Requirements: Write out the whole of the material exactly.

Input:
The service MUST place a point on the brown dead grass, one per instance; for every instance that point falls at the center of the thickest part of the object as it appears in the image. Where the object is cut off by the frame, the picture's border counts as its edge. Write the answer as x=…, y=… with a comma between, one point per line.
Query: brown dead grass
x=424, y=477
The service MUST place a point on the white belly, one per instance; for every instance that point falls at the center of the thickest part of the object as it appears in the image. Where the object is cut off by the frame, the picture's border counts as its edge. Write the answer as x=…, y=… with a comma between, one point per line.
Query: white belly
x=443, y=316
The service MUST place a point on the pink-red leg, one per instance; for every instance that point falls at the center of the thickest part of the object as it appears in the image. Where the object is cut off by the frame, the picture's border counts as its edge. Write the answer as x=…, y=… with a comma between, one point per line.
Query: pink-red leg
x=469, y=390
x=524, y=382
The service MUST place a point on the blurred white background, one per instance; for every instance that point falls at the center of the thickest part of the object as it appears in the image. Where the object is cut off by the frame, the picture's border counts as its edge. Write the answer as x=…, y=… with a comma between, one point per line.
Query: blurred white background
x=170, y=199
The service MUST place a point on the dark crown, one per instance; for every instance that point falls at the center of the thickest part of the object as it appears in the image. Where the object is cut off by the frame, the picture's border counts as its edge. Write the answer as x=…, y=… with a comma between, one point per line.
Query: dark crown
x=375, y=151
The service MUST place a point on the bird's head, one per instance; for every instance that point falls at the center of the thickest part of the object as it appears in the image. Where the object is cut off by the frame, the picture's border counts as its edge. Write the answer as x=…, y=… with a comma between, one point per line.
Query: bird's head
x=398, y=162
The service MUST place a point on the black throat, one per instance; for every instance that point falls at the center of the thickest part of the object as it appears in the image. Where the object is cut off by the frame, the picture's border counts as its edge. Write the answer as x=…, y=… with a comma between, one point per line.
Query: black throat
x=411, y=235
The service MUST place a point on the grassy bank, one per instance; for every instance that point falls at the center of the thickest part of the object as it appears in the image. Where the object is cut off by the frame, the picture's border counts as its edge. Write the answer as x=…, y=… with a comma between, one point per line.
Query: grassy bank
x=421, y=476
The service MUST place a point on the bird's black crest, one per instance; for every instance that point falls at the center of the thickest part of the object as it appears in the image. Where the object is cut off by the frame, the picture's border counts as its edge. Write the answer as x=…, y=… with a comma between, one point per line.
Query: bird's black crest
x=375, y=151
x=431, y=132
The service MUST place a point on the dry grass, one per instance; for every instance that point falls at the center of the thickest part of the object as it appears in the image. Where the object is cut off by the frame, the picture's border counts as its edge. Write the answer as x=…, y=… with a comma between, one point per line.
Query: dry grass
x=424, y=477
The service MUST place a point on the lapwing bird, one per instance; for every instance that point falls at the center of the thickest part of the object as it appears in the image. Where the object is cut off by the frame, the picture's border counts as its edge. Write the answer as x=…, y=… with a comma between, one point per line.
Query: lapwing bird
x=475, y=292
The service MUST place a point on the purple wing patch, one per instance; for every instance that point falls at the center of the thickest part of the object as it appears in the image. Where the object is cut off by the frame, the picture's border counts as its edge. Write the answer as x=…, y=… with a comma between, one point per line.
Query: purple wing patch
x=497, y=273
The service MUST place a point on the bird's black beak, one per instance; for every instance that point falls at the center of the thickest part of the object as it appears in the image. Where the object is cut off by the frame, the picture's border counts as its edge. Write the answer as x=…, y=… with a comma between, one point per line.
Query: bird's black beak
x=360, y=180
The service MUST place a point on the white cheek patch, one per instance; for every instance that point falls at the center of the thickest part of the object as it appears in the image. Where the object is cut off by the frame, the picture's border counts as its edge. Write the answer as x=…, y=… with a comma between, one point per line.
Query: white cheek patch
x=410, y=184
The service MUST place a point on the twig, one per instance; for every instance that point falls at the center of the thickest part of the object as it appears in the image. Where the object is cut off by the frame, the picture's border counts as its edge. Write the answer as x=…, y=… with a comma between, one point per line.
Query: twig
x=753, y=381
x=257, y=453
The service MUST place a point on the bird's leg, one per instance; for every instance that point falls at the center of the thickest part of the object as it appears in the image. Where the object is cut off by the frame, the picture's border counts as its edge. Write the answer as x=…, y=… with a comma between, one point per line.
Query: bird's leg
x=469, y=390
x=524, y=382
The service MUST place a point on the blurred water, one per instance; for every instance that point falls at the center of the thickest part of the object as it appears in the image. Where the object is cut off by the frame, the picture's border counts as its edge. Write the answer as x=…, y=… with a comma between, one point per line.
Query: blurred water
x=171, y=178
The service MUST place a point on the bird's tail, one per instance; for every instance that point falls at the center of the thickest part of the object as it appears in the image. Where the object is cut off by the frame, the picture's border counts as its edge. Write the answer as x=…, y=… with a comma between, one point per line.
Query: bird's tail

Output of the exercise:
The service MUST place a point on the brown dead grass, one per instance; for every instance that point falls at the center of the thickest part of the object as it appears in the image. Where the object is cut off by the frame, the picture's border counts as its edge. Write the answer as x=…, y=… with a comma between, one point per line.
Query: brown dead grass
x=424, y=477
The service MUST place a point on the white belly, one per instance; for every instance that point falls at the center of the thickest part of the object as it appears in the image. Where the object is cut off by the frame, the picture's border counts as its edge. Write the answer as x=…, y=… with a comma between, one point per line.
Query: white belly
x=443, y=316
The service MUST place a point on the pink-red leg, one per instance; for every instance that point falls at the center of the thickest part of the object as it appears in the image. Where the object is cut off by the frame, the picture's border counts as its edge. Write the answer as x=…, y=… with a comma between, one point per line.
Query: pink-red leg
x=469, y=390
x=524, y=382
The service MUST place a point on the blurred white background, one per instance; for every instance that point falls at the center of the thickest part of the object as it appears in the image. Where the object is cut off by the frame, the picture's border counts as its edge. Write the answer as x=…, y=… with a comma between, one point per line.
Query: blurred white background
x=170, y=199
The service MUST place a point on the dark crown, one per instance; for every instance that point falls at the center of the thickest part of the object as it appears in the image. Where the object is cut off by the frame, the picture's border counts as its edge. Write the answer as x=…, y=… with a comma between, one point per line.
Query: dark crown
x=375, y=151
The service MUST place a point on the bird's head, one per instance; for every instance that point falls at the center of the thickest part of the object as it appears in the image. Where the object is cut off by the frame, the picture's border counts as its edge. Write the answer as x=…, y=… with a comma between, one point per line.
Query: bird's head
x=398, y=162
The service MUST place a point on the black throat, one per instance; for every instance that point falls at the center of the thickest part of the object as it appears in the image. Where the object is cut off by the frame, the picture's border counts as its edge. Write the answer as x=…, y=… with a comma between, one point per line.
Query: black throat
x=411, y=235
The service MUST place a point on the grassy bank, one per instance; for every instance that point falls at the center of the thickest part of the object as it appears in the image. Where the object is cut off by the frame, the picture's border counts as its edge. Write the answer as x=…, y=… with a comma between, one point per line.
Query: grassy bank
x=421, y=476
The service MUST place a point on the bird's black crest, one per instance; for every instance that point falls at the center of the thickest part of the object as it appears in the image. Where the object is cut off by the frame, the picture's border counts as its edge. Write the answer as x=…, y=… with a comma between, one point per line.
Query: bird's black crest
x=375, y=151
x=431, y=132
The service MUST place a point on the dry grass, one per instance; for every instance that point falls at the center of the thickest part of the object as it appears in the image. Where the object is cut off by the frame, the picture's border counts as its edge. Write the answer as x=…, y=… with a comma between, one point per line.
Query: dry grass
x=424, y=477
The service MUST place a point on the lapwing bird, one per instance; for every instance that point falls at the center of the thickest part of the object as it appears in the image. Where the object is cut off by the frame, the picture's border counts as its edge. Write the answer as x=…, y=… with a comma between, one point per line.
Query: lapwing bird
x=475, y=292
The service MUST place a point on the purple wing patch, one per instance; for every instance that point falls at the center of the thickest part of the object as it appears in the image. Where the object is cut off by the frame, the picture's border counts as its edge. Write the answer as x=…, y=… with a comma between, one point per line.
Query: purple wing patch
x=497, y=273
The service MUST place a point on the bird's black beak, one per instance; for every instance that point falls at the center of the thickest part of the object as it appears in the image. Where the object is cut off by the frame, the picture's border counts as its edge. Write the answer as x=…, y=… with a comma between, one point per line.
Query: bird's black beak
x=360, y=180
The service MUST place a point on the white cheek patch, one per instance; for every instance that point falls at the center of the thickest part of the object as it appears in the image. Where the object is cut off by the frame, the picture's border counts as its edge. Write the answer as x=…, y=… with a comma between, one point per line.
Query: white cheek patch
x=410, y=184
The service MUST place a point on the twig, one per instance; for every instance that point falls at the center of the thickest part of the object as it appears in the image. Where the object is cut off by the frame, the picture's border counts as its edge. Write the answer as x=…, y=… with a comma between, one point per line.
Query: twig
x=753, y=381
x=257, y=453
The service MUST place a point on the bird's leg, one per instance; for every instance that point falls at the center of the thickest part of the object as it appears in the image. Where the object is cut off by the frame, the picture's border counts as its edge. Write the answer as x=…, y=… with a comma between, one point per line.
Query: bird's leg
x=469, y=390
x=524, y=382
The service MUST place a point on the blurred water, one per instance; for every instance that point falls at the center of the thickest part of the object as it appears in the image. Where the object is cut off by the frame, the picture's border counts as its edge. Write the answer as x=…, y=… with a comma between, one point per line.
Query: blurred water
x=171, y=178
The service MUST place a point on the bird's tail, one per instance; for every instance that point falls at the center of the thickest part of the object as it appears in the image. Where the object is cut off by the frame, the picture's border counts as its edge. Write the answer as x=…, y=… with a comma between, one point per line.
Query: bird's tail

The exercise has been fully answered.